__EXTRAIT CHOISI__:
RDC : Joseph Kabila face aux sanctions
Les États-Unis et l’Union européenne ont pris des mesures drastiques à l’encontre de dix-sept personnalités proches du pouvoir afin de contraindre le président à organiser des élections. Face à la menace, Kinshasa appelle les Africains à la solidarité.
«Pour obliger Kabila à quitter le pouvoir, notre stratégie repose sur deux piliers : la mobilisation sur place et les pressions venues de l’extérieur. » Ce plan de bataille, c’est celui que l’opposant Félix Tshisekedi détaillait à Jeune Afrique, à Kinshasa, à la fin de 2016. Depuis, l’objectif n’a pas changé : obtenir le départ de Joseph Kabila, qui, malgré l’expiration de son ultime mandat constitutionnel, en décembre dernier, entend se maintenir jusqu’à la prochaine élection présidentielle – dont la date est encore incertaine. Mais au cours des derniers mois, le premier « pilier » – la mobilisation populaire – a montré ses limites. En l’absence d’Étienne Tshisekedi, décédé le 1er février, et de Moïse Katumbi, toujours en exil après des condamnations qualifiées de « mascarades » par l’Église catholique, les partisans de l’opposition sont réticents à risquer leur vie dans les artères de Kinshasa face à un appareil répressif impitoyable.

__CONSIGNES__:
1. D'après l'article sur Joseph Kabila, à quelle date Étienne Tshisekedi est-il décédé ?
2. Recopiez à l'identique le passage de l'article sur Joseph Kabila qui va de « RDC : Joseph » jusqu'à « à la solidarité. ».
3. Résumez en une phrase, s'il vous plaît, le paragraphe de l'article sur Joseph Kabila qui commence par « Les États-Unis et l'Union européenne ont pris », en conservant ses faits principaux.

__LISTE DES DONNÉES__:
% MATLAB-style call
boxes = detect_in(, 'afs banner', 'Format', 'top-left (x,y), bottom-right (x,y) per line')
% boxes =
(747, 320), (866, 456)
==
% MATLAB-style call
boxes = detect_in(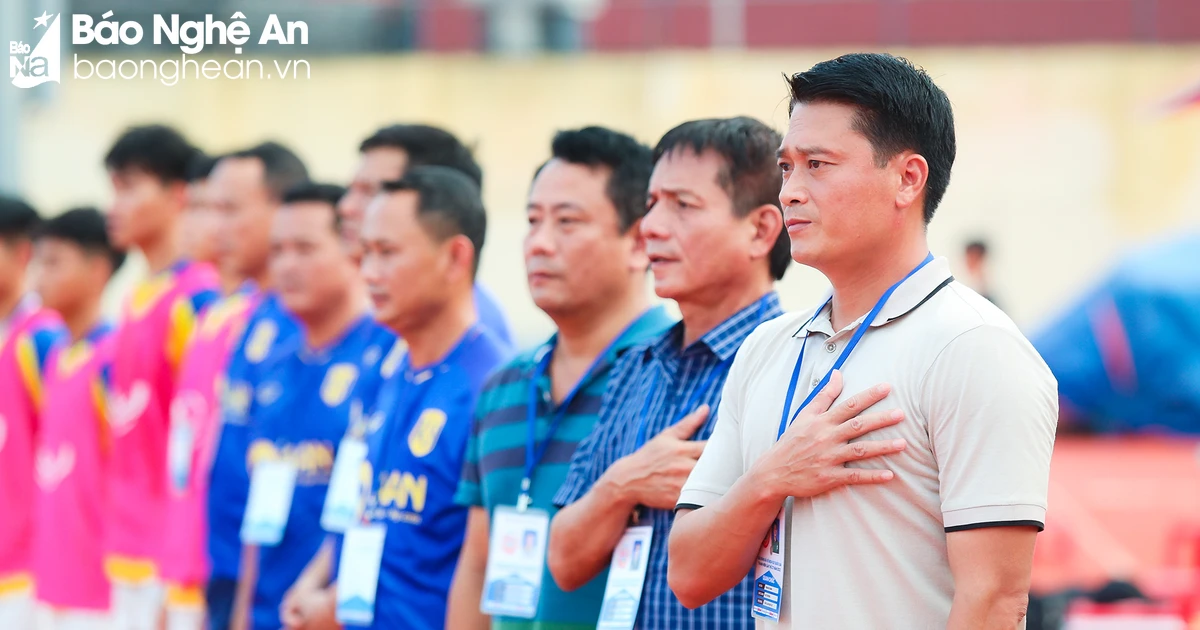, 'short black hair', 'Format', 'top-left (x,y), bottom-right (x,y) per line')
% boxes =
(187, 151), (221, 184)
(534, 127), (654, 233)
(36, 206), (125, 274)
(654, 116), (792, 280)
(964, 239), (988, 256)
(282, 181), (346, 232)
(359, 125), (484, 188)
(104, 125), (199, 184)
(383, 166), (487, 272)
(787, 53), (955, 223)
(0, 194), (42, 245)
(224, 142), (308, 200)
--
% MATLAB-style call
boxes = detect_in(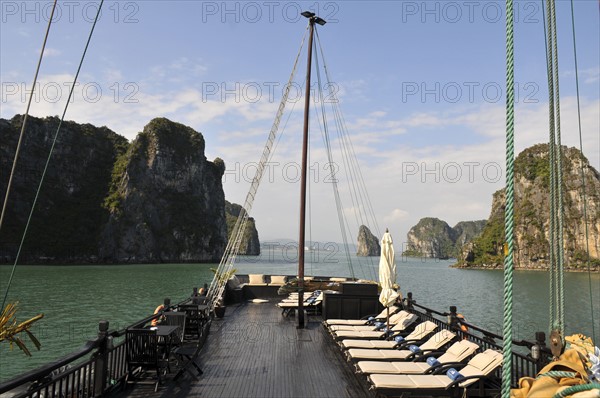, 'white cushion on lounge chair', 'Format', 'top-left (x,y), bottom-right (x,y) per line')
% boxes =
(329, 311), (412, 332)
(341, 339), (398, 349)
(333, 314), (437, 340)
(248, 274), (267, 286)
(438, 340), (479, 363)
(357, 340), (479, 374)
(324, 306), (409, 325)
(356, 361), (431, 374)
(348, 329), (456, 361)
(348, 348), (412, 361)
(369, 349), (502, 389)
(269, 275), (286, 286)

__RÉPONSES__:
1. Le 1er février.

2.
RDC : Joseph Kabila face aux sanctions
Les États-Unis et l’Union européenne ont pris des mesures drastiques à l’encontre de dix-sept personnalités proches du pouvoir afin de contraindre le président à organiser des élections. Face à la menace, Kinshasa appelle les Africains à la solidarité.

3. Pour contraindre le président à organiser des élections, les États-Unis et l'Union européenne ont sanctionné dix-sept personnalités proches du pouvoir, et Kinshasa appelle les Africains à la solidarité face à cette menace.